Records from a dataset:
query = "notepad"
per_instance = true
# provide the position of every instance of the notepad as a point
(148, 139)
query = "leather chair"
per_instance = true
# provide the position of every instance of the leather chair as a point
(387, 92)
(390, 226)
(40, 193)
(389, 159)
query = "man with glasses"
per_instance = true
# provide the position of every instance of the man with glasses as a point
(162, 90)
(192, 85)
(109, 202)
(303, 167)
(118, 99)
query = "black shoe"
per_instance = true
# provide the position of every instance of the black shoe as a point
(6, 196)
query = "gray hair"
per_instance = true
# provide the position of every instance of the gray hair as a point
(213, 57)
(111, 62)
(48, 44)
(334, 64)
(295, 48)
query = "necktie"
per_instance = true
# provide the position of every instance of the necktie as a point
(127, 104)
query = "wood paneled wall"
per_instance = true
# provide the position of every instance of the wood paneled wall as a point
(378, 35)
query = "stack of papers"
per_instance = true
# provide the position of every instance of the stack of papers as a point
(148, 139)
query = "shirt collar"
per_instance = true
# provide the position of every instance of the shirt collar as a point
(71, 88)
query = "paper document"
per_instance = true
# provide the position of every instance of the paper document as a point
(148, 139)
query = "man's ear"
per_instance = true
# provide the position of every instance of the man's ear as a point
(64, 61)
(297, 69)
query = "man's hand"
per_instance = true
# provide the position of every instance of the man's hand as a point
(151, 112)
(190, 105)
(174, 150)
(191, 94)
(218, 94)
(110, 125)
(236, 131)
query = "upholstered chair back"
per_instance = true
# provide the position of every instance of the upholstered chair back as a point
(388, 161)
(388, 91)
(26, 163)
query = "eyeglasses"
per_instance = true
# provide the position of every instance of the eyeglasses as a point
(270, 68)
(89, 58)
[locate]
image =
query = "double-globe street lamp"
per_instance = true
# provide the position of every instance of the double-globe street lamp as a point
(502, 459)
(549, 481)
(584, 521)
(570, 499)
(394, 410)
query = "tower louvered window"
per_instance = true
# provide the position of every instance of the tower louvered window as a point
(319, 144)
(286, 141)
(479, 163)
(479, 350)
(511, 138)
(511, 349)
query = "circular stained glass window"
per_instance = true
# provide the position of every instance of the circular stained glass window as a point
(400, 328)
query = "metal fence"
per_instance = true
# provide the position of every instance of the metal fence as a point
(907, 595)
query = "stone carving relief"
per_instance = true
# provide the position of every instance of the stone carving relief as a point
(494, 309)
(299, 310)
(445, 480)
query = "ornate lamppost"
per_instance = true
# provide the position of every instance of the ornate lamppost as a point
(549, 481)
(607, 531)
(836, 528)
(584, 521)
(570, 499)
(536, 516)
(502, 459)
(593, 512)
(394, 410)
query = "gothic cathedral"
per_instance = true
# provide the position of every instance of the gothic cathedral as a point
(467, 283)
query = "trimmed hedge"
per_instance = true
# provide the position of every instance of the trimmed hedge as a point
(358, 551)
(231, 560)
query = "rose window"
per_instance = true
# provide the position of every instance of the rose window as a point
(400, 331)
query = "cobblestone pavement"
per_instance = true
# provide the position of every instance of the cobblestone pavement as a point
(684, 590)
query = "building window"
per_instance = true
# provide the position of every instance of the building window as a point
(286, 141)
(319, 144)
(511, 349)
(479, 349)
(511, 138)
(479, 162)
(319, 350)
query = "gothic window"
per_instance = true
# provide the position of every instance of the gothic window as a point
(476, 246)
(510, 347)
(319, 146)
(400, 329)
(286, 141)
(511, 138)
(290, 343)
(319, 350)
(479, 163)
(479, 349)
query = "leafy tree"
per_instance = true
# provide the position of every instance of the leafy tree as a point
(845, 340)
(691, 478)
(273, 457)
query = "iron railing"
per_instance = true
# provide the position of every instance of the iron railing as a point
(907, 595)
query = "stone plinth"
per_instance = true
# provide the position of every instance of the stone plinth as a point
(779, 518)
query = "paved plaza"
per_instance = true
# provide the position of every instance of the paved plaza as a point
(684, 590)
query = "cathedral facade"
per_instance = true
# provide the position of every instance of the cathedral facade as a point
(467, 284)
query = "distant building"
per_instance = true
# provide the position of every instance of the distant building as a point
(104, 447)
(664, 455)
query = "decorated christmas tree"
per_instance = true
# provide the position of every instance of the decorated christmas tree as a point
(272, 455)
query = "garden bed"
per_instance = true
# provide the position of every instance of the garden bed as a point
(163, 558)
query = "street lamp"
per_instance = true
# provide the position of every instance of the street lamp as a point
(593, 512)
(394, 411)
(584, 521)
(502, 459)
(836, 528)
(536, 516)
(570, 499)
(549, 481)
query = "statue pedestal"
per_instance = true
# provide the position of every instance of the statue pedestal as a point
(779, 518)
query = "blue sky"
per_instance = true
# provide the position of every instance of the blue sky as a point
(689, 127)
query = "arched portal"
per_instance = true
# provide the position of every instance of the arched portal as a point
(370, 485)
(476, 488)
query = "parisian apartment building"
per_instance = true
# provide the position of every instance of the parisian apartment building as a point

◆ **What needs to be done**
Each entry above must be printed exactly as written.

◆ **Exercise response**
query = "notepad"
per_instance = true
# provide the position of every instance of the notepad as a point
(148, 139)
query = "leather chair"
per_instance = true
# provide the position of every instance of the leather chair as a point
(387, 92)
(390, 226)
(40, 193)
(389, 159)
query = "man with glasses"
per_instance = true
# provide the position of every instance of the man with glasses as a point
(162, 90)
(192, 85)
(109, 202)
(303, 167)
(118, 99)
query = "black shoe"
per_instance = true
# provide the position of every instance of the black shoe as a point
(6, 196)
query = "gray hair"
per_instance = true
# provide the position of every instance of the gray hair as a point
(213, 57)
(111, 62)
(48, 44)
(334, 64)
(295, 48)
query = "necktie"
per_instance = true
# provide the position of every instance of the necktie as a point
(127, 104)
query = "wood paneled wall"
per_instance = true
# provide the position of every instance of the wood paneled wall as a point
(378, 35)
query = "stack of papers"
per_instance = true
# provide the position of every instance of the stack of papers as a point
(148, 139)
query = "shirt collar"
per_instance = true
# provide the position of every instance of the shirt collar as a point
(71, 88)
query = "paper document"
per_instance = true
# provide the position of every instance of the paper document as a point
(148, 139)
query = "man's ear"
per_instance = true
# provide the position of every instance of the man's ear as a point
(64, 61)
(297, 69)
query = "man's hand"
per_instance = true
# provide the position of every instance of the man's hand as a point
(151, 112)
(190, 105)
(174, 150)
(191, 94)
(218, 94)
(110, 125)
(236, 131)
query = "upholstered chair back"
per_instance = true
# provide the position of every instance of the upholstered chair back as a point
(388, 161)
(388, 91)
(26, 163)
query = "eyeglasses"
per_instance = true
# provide the position of every instance of the eyeglasses as a point
(270, 68)
(89, 58)
[locate]
image =
query = "double-globe street lamp"
per_instance = true
# provide the position of every instance of the double-globe street lamp as a point
(502, 459)
(549, 481)
(584, 521)
(570, 499)
(394, 410)
query = "tower louvered window"
per_instance = true
# provide the position of every instance of the tower louvered window as a point
(319, 144)
(286, 141)
(479, 163)
(479, 350)
(511, 138)
(511, 349)
query = "circular stained glass window"
per_instance = true
# provide the position of every instance of the circular stained glass window as a point
(400, 328)
query = "metal fence"
per_instance = true
# provide the position of every instance of the metal fence as a point
(907, 595)
query = "stone carving relief"
per_instance = true
# provide the position of every instance of the stone carving relief as a point
(494, 309)
(299, 310)
(445, 480)
query = "ornate lamppost"
per_instance = true
# provide the position of every instance of the ornate lamppost as a point
(549, 481)
(607, 531)
(836, 528)
(584, 521)
(570, 499)
(536, 516)
(502, 459)
(593, 512)
(394, 410)
query = "gothic cathedral"
per_instance = true
# provide the position of every instance of the gothic cathedral as a point
(467, 283)
query = "trimmed hedge"
per_instance = true
# provide the position of every instance of the trimmed hedge as a point
(358, 551)
(231, 560)
query = "rose window"
per_instance = true
# provide the position of every instance of the rose window as a point
(400, 331)
query = "cobblestone pavement"
per_instance = true
# provide the position of every instance of the cobblestone pavement as a point
(684, 590)
query = "building window"
per_instance = true
# provide the position of every instance of the building window as a point
(286, 141)
(319, 144)
(511, 349)
(479, 349)
(511, 138)
(479, 162)
(319, 350)
query = "gothic window"
per_instance = true
# provide the position of every instance of the gothic window as a point
(476, 246)
(510, 347)
(319, 146)
(400, 329)
(286, 141)
(511, 138)
(290, 343)
(319, 350)
(479, 163)
(479, 349)
query = "leafy tree"
per_instance = true
# provide the position of every instance of the leafy tree as a point
(845, 340)
(691, 478)
(273, 457)
query = "iron railing"
per_instance = true
# provide the position of every instance of the iron railing as a point
(907, 595)
query = "stone plinth"
per_instance = true
# provide the position of every instance of the stone plinth as a point
(779, 518)
query = "paved plaza"
per_instance = true
# provide the position of every instance of the paved plaza as a point
(684, 590)
query = "cathedral facade"
per_instance = true
# provide the position of every instance of the cathedral facade as a point
(467, 284)
query = "distant building"
per_instance = true
# provide the position of every instance of the distant building as a point
(104, 447)
(664, 455)
query = "decorated christmas tree"
per_instance = true
# provide the position of every instance of the decorated christmas tree as a point
(272, 455)
query = "garden bed"
per_instance = true
# provide the position of every instance of the garden bed as a point
(163, 558)
query = "street lamp"
per_instance = true
# provide the position of every instance of the street lamp as a point
(593, 512)
(394, 411)
(584, 521)
(502, 459)
(836, 528)
(536, 516)
(570, 499)
(549, 481)
query = "statue pedestal"
per_instance = true
# provide the position of every instance of the statue pedestal as a point
(779, 518)
query = "blue sky"
per_instance = true
# provide the position of every instance of the blue sky as a point
(689, 127)
query = "arched portal"
per_instance = true
# provide the position of every instance of the arched portal as a point
(370, 485)
(476, 488)
query = "parisian apartment building"
per_instance = true
# provide the position of every instance of the parisian apartment building as a point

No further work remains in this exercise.